== DATA EXCERPTS ==

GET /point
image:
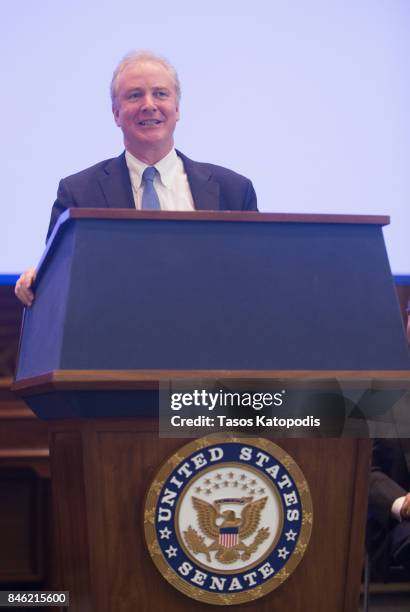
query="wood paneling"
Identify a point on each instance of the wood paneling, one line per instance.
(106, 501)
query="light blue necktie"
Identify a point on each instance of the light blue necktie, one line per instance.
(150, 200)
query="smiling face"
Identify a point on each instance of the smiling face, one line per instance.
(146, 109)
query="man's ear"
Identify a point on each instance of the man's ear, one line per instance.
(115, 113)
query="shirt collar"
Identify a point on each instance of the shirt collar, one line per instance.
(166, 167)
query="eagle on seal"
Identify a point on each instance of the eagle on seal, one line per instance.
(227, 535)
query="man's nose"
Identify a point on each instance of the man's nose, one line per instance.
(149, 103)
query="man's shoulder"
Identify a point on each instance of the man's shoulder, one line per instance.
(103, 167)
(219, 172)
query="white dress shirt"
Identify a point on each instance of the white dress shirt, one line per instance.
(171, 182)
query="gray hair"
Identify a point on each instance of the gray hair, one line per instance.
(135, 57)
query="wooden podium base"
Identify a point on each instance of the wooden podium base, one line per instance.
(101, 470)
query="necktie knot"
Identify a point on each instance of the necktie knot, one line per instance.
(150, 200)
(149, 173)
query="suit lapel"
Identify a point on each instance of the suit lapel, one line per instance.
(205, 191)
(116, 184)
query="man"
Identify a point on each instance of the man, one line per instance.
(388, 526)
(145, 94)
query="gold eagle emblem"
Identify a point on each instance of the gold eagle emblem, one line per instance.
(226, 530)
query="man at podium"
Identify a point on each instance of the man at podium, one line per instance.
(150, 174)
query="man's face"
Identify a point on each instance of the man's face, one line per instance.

===

EXERCISE
Keep the pictures out and transcribe the entries exactly.

SOLUTION FOR THIS EXERCISE
GET /point
image:
query="wood paneling"
Identify a point on each instance of the wood paneling, one line per instance.
(106, 501)
query="light blue necktie"
Identify a point on each instance of the light blue necktie, one line per instance.
(150, 200)
query="smiling face"
Identify a point on each instance of the smiling face, one line per instance.
(146, 109)
query="man's ear"
Identify a point on each instance of the man's ear, one line per instance.
(115, 113)
query="shirt collar"
Identify a point on each instance of the shirt collar, one line per instance.
(166, 167)
query="eagle on seal"
Identify a point on each instance of the eagle on seal, one line per instance.
(227, 535)
query="man's nose"
Identify a point on each instance of the man's nose, one line per instance.
(149, 103)
query="man's shoulder"
Identify a point on each instance of the man's shoulder, one line per instance.
(103, 167)
(219, 172)
query="white dress shirt"
Identify a point on each instance of the white dress shirt, one line per instance.
(171, 182)
query="gray hair"
Identify a point on each instance of the gray hair, one line per instance.
(135, 57)
query="wooden podium base"
Identify a point on each instance of the wooden podium base, one line per instance.
(101, 470)
query="necktie knot"
Identify a point on each instance of the necktie knot, one line per instance.
(150, 200)
(149, 173)
query="suit lapel"
Identify a point on each instance of the suit lapel, one line per instance.
(205, 191)
(116, 184)
query="man"
Identify a point on each instance of the man, one line per instance.
(388, 526)
(145, 94)
query="gold eagle emblem"
Identify a point on each instance of the gold eagle emblem, one line per instance.
(226, 530)
query="man at podium"
Identify a point on each instance of the man at podium, one line per instance.
(150, 174)
query="man's face"
Identify a point on each instance of the man's face, one line per instance.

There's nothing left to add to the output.